### WRITTEN REQUEST
Rewrite the items between the lines holding "Where can the brown" and "Where can the haystack", inclusive, putting "occurrence" wherever "instance" appears and leaving everything else as it is. Return only those lines.

### DATASET ROWS

——

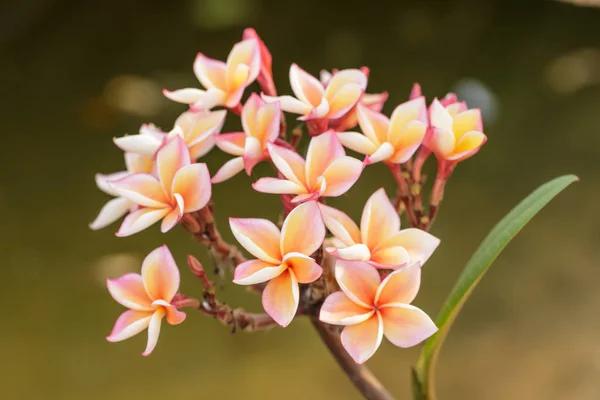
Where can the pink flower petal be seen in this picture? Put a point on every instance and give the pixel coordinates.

——

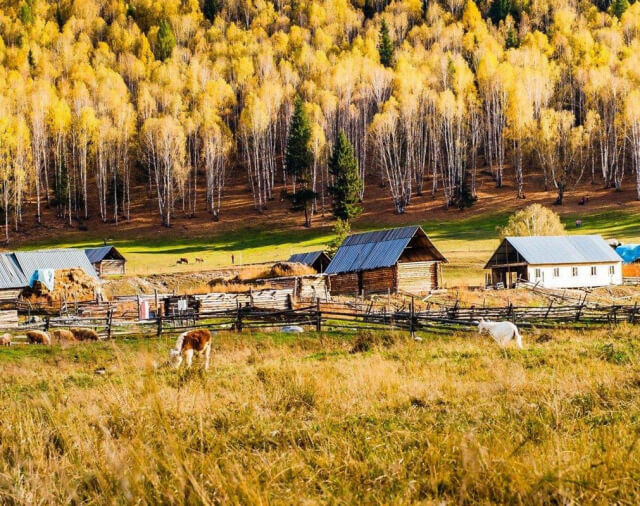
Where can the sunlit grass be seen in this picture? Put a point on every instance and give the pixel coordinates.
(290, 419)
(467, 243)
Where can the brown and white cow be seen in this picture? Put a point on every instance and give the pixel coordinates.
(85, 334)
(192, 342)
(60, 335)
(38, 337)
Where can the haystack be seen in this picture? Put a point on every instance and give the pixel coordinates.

——

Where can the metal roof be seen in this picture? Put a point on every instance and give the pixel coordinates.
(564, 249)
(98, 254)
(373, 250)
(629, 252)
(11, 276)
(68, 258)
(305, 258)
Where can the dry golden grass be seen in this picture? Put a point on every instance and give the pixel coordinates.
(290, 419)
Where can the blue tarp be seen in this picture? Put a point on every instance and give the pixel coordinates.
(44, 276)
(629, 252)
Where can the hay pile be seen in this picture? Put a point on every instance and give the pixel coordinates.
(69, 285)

——

### COMPLETE OUTPUT
Where can the brown and white cow be seen in this picture? Put a point on every occurrence and give the pixel coordinates.
(85, 334)
(192, 342)
(60, 335)
(38, 337)
Where can the haystack be seen in this picture? Put a point on every occurrence and give the pixel coordinates.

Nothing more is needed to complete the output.